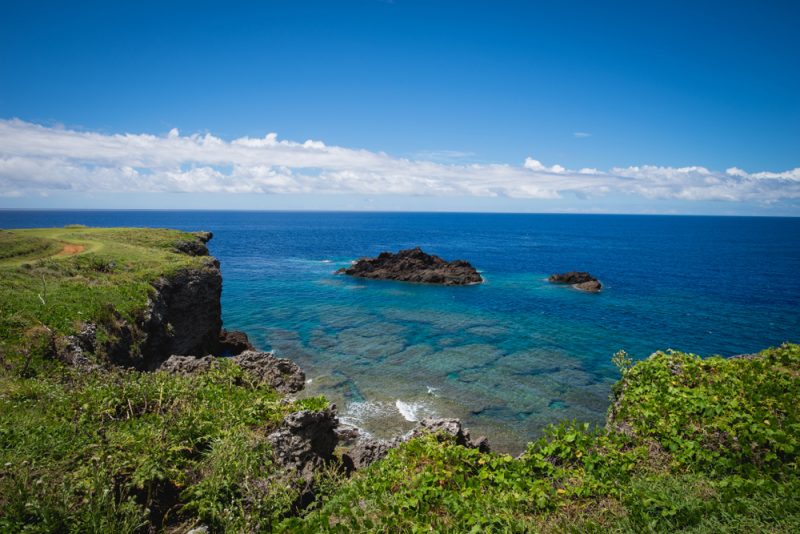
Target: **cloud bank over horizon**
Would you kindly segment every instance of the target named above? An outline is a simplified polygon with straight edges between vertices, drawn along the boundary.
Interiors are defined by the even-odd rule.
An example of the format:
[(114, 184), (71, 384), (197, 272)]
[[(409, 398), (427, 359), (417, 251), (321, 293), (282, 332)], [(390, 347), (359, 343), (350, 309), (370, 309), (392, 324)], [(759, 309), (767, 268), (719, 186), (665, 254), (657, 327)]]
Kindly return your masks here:
[(106, 134), (0, 120), (0, 196), (64, 193), (358, 194), (556, 200), (628, 195), (643, 200), (750, 202), (800, 199), (800, 168), (724, 171), (642, 165), (568, 169), (408, 159), (295, 142), (270, 133)]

→ **INSTRUCTIONS FOR THE TASK**
Return every line from the one holding "An example of" through the end of the data, exactly as it appears, with both ends kept and nothing else.

→ **THE ANSWER**
An example of the format:
[(114, 184), (71, 384), (197, 272)]
[[(409, 398), (427, 359), (417, 251), (321, 293), (282, 332)], [(390, 347), (359, 343), (350, 309), (370, 309), (392, 324)], [(759, 309), (767, 268), (719, 186), (665, 254), (657, 327)]]
Kindly return your masks here:
[(106, 134), (0, 120), (0, 196), (64, 193), (358, 194), (556, 200), (628, 195), (643, 200), (750, 202), (800, 199), (800, 168), (724, 171), (642, 165), (568, 169), (408, 159), (295, 142), (270, 133)]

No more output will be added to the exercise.